> **TAREA BREVE A**:
Responde estas preguntas sobre el texto del viaje del Papa Francisco a Myanmar:
(i) ¿En qué fecha tomó Francisco el avión rumbo a Myanmar?
(ii) ¿A quién aceptó recibir el Papa recién aterrizado en Rangún?
(iii) ¿A cuántos refugiados pudo saludar Francisco en Bangladés?
> **TAREA BREVE B**:
¿Puedes extraer del texto del viaje del Papa Francisco a Myanmar el fragmento que va desde "Pero el Papa" hasta "responsables del genocidio.", este incluido, copiándolo sin cambios?

> **TEXTO PROPORCIONADO**:
###

Sabía que acudiendo al foco del problema afrontaba uno de sus viajes más complicados, pero no podía tolerar el silencio de la comunidad internacional ante una crisis humanitaria que clamaba al cielo. Buscaba precisamente eso, que el mundo fuera consciente del terrible abuso que se estaba cometiendo contra ellos, y además lo iba a hacer al estilo Francisco. De frente, reuniéndose con los implicados en la limpieza étnica. Y un 26 de noviembre de 2017 tomó un avión rumbo a Myanmar.

Recién aterrizado en Rangún, el Papa aceptó recibir al comandante en jefe de las fuerzas armadas de Myanmar, el general Min Aung Hlaing. Era una extraña reunión: Francisco y un jefe militar. Pero este general ejercía el control sobre el país y, por lo tanto, era el responsable de la masacre contra los rohingyá. De lo que ocurrió en aquella conversación, nos enteramos más tarde por el propio Papa Francisco: «El mensaje que yo quería dar lo he dado y sé que ha llegado».
Pero el Papa no quería dejar ningún cabo suelto y se trasladó hasta la capital, Nay Pyi Taw, para hablar con el presidente de la República y con la consejera de Estado y ministra de Exteriores Aung San Suu Kyi. Basta con echar un vistazo a las entrevistas que mantuvo en Birmania para comprobar que llamó a todas las puertas posibles. Forma parte de la estrategia vaticana y de la diplomacia personal de Francisco: no recriminar en público, pero hablar con claridad en privado.
La segunda etapa de aquel viaje era Bangladés, el país que acogía a los rohingyás que escapaban. Necesitaba encontrarse por fin con estos refugiados y denunciar ya abiertamente ante la comunidad internacional lo que había recriminado en privado a los responsables del genocidio.
—Ninguno de nosotros puede ignorar la gravedad de la situación, ni el hecho de que la mayoría de las víctimas de la violencia, expulsión y éxodo masivo de unas 600.000 personas en los últimos meses son mujeres y niños hacinados en los campos de refugiados.

Por fin llegó el momento más esperado por el Papa y por todos los periodistas. Antes de comenzar el viaje, los católicos de Myanmar le habían aconsejado que no pronunciara la palabra rohinyá —que tiene un matiz político—, para no levantar suspicacias y generar aún más problemas a esta minoría étnica. Pero nadie podía controlar a Francisco. Al término de un encuentro con líderes musulmanes y laicos de Bangladés, Francisco pudo saludar a 16 refugiados, miembros de tres familias huidas de Myanmar, de las que sobrevivían en el campo de refugiados de Cox’s Bazar.

###

> **DATOS SIN PROCESAR**:
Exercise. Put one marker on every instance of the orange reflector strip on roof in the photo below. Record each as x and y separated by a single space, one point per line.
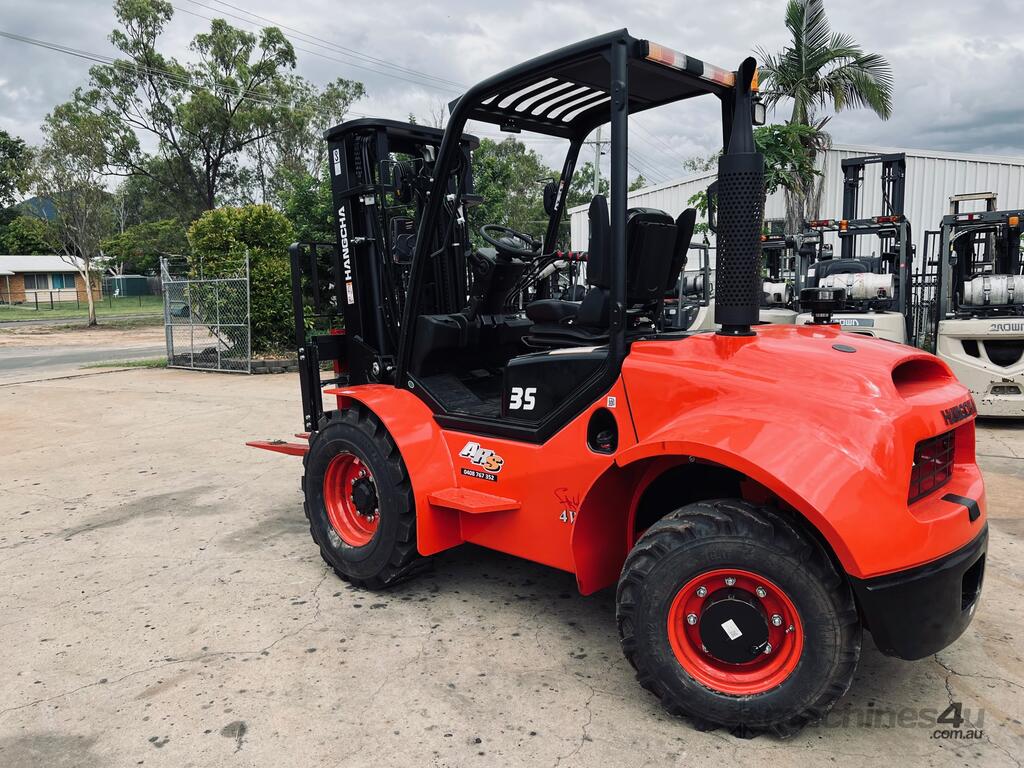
665 55
668 56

###

> **SOLUCIÓN ESCRITA A**:
(i) El 26 de noviembre de 2017.
(ii) Al general Min Aung Hlaing, comandante en jefe de las fuerzas armadas de Myanmar.
(iii) A 16 refugiados, miembros de tres familias huidas de Myanmar.

> **SOLUCIÓN ESCRITA B**:
Pero el Papa no quería dejar ningún cabo suelto y se trasladó hasta la capital, Nay Pyi Taw, para hablar con el presidente de la República y con la consejera de Estado y ministra de Exteriores Aung San Suu Kyi. Basta con echar un vistazo a las entrevistas que mantuvo en Birmania para comprobar que llamó a todas las puertas posibles. Forma parte de la estrategia vaticana y de la diplomacia personal de Francisco: no recriminar en público, pero hablar con claridad en privado.
La segunda etapa de aquel viaje era Bangladés, el país que acogía a los rohingyás que escapaban. Necesitaba encontrarse por fin con estos refugiados y denunciar ya abiertamente ante la comunidad internacional lo que había recriminado en privado a los responsables del genocidio.